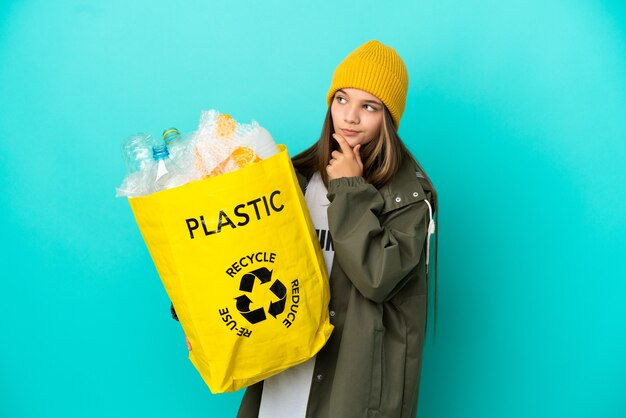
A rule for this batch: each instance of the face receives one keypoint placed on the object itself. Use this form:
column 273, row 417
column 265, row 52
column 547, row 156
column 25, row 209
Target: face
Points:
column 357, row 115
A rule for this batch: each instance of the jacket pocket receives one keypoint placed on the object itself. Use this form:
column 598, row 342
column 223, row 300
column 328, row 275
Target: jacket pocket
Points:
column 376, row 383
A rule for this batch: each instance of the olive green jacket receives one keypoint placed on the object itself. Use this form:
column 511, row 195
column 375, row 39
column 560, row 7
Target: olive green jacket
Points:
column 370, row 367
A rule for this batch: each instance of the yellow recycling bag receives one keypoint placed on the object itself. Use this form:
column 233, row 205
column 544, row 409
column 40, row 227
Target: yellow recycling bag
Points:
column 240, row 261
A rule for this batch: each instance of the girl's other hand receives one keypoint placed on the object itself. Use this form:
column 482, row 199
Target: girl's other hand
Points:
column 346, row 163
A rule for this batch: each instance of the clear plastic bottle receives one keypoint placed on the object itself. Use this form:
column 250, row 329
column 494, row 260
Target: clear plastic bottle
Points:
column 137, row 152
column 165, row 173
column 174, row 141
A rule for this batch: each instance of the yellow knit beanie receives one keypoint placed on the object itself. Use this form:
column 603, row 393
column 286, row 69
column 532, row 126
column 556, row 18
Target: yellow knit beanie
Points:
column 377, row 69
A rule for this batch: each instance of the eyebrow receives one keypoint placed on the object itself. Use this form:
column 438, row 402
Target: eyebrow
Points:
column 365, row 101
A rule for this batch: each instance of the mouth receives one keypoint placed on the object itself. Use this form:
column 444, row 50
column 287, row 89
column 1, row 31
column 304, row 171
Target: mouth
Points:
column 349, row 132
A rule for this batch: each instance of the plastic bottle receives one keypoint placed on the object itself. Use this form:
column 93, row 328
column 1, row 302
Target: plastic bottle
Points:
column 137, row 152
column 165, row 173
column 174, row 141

━━━━━━━━

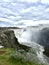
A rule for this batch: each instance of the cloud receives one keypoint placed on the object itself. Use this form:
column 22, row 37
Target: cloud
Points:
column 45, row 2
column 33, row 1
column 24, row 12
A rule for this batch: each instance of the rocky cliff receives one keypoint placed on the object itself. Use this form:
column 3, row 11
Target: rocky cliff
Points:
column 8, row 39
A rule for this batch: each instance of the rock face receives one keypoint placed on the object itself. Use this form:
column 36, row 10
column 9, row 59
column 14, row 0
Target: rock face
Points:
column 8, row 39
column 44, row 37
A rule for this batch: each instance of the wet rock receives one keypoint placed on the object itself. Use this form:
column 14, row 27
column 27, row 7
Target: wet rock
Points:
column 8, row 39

━━━━━━━━

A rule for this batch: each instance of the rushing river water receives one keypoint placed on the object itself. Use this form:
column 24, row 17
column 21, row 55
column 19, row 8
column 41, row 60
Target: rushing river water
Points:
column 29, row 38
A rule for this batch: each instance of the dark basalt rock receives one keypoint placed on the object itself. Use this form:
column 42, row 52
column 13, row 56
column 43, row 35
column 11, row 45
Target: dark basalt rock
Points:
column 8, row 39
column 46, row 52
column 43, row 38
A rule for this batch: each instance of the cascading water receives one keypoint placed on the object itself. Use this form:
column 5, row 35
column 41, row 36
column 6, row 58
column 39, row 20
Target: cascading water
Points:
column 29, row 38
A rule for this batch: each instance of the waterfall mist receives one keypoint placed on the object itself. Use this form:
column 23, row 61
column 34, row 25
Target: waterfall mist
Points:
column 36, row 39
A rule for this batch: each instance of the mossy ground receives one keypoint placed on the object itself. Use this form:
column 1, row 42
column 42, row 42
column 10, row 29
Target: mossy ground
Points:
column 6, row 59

━━━━━━━━

What you should do:
Could you copy out, character for character, everything in the material from the line containing "A rule for this batch: each instance of the face" down to the line containing "column 376, row 383", with both of those lines included?

Task output:
A rule for this batch: each instance of the face receives one keypoint placed on the object itself. Use this form:
column 273, row 417
column 265, row 52
column 547, row 156
column 25, row 209
Target: face
Points:
column 357, row 115
A rule for this batch: each instance of the jacket pocket receives one keypoint placed on the object itself. Use this form:
column 598, row 342
column 223, row 300
column 328, row 275
Target: jacket pocket
Points:
column 376, row 383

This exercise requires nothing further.